- Born: Jessica Cristina Barboza Schmidt 14 August 1987 (age 39) Maracaibo, Zulia, Venezuela
- Height: 1.79 m (5 ft 10+1⁄2 in)
- Beauty pageant titleholder
- Title: Miss Earth Venezuela 2009; Miss Venezuela International 2010;
- Hair color: Brunette
- Eye color: Green
- Major competitions: Miss Earth Venezuela 2006; (Unplaced); Miss Earth Venezuela 2009; (Winner); Miss Earth 2009; (Miss Earth – Water); Miss Venezuela 2010; (Miss Venezuela International); Miss International 2011; (1st Runner-Up);

= Jessica Barboza =

Venezuelan model and pageant titleholder

Jessica Cristina Barboza Schmidt (born in Maracaibo, Venezuela on 14 August 1987) is a Venezuelan model and beauty pageant titleholder who won the titles of Miss Earth Venezuela 2009 and Miss International Venezuela 2010.

==Pageantry==

=== Miss Earth Venezuela 2009 ===
Barboza won the Miss Earth Venezuela 2009 title in a pageant held in Margarita Island, Venezuela on June 12, 2009. She was crowned by the outgoing titleholder, María Daniela Torrealba, Sambil Model / Miss Earth Venezuela 2008. She also competed in Miss Earth Venezuela 2006 but didn't place.

=== Miss Earth 2009 ===
As the official representative of her country to the 2009 Miss Earth pageant held in Boracay, Philippines, on November 22, 2009, Barboza competed against 79 other delegates and was designated 2nd runner-up.

=== Miss Venezuela 2010 ===
Barboza competed in 2010 as Miss Distrito Capital in her country's national beauty pageant, Miss Venezuela, obtaining the title of Miss International Venezuela on October 28, 2010.

Data extract:
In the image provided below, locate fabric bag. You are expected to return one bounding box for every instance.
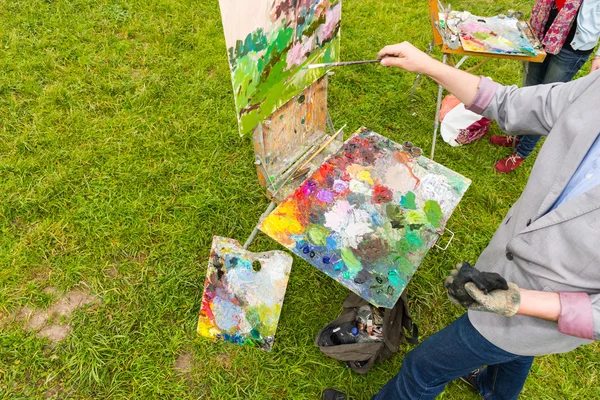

What to work on:
1) Repeat the Jessica Barboza biography between "Venezuelan model and pageant" and "designated 2nd runner-up.", inclusive, swapping "Boracay" for "Manila".
2) Answer these questions using the Jessica Barboza biography.
(a) In what city was Barboza born?
(b) Where was the Miss Earth Venezuela 2009 pageant held?
(c) Under what title did Barboza compete in Miss Venezuela 2010?
Work only from the Jessica Barboza biography.

Expected results:
1)
Venezuelan model and pageant titleholder

Jessica Cristina Barboza Schmidt (born in Maracaibo, Venezuela on 14 August 1987) is a Venezuelan model and beauty pageant titleholder who won the titles of Miss Earth Venezuela 2009 and Miss International Venezuela 2010.

==Pageantry==

=== Miss Earth Venezuela 2009 ===
Barboza won the Miss Earth Venezuela 2009 title in a pageant held in Margarita Island, Venezuela on June 12, 2009. She was crowned by the outgoing titleholder, María Daniela Torrealba, Sambil Model / Miss Earth Venezuela 2008. She also competed in Miss Earth Venezuela 2006 but didn't place.

=== Miss Earth 2009 ===
As the official representative of her country to the 2009 Miss Earth pageant held in Manila, Philippines, on November 22, 2009, Barboza competed against 79 other delegates and was designated 2nd runner-up.

2)
(a) Maracaibo
(b) Margarita Island, Venezuela
(c) Miss Distrito Capital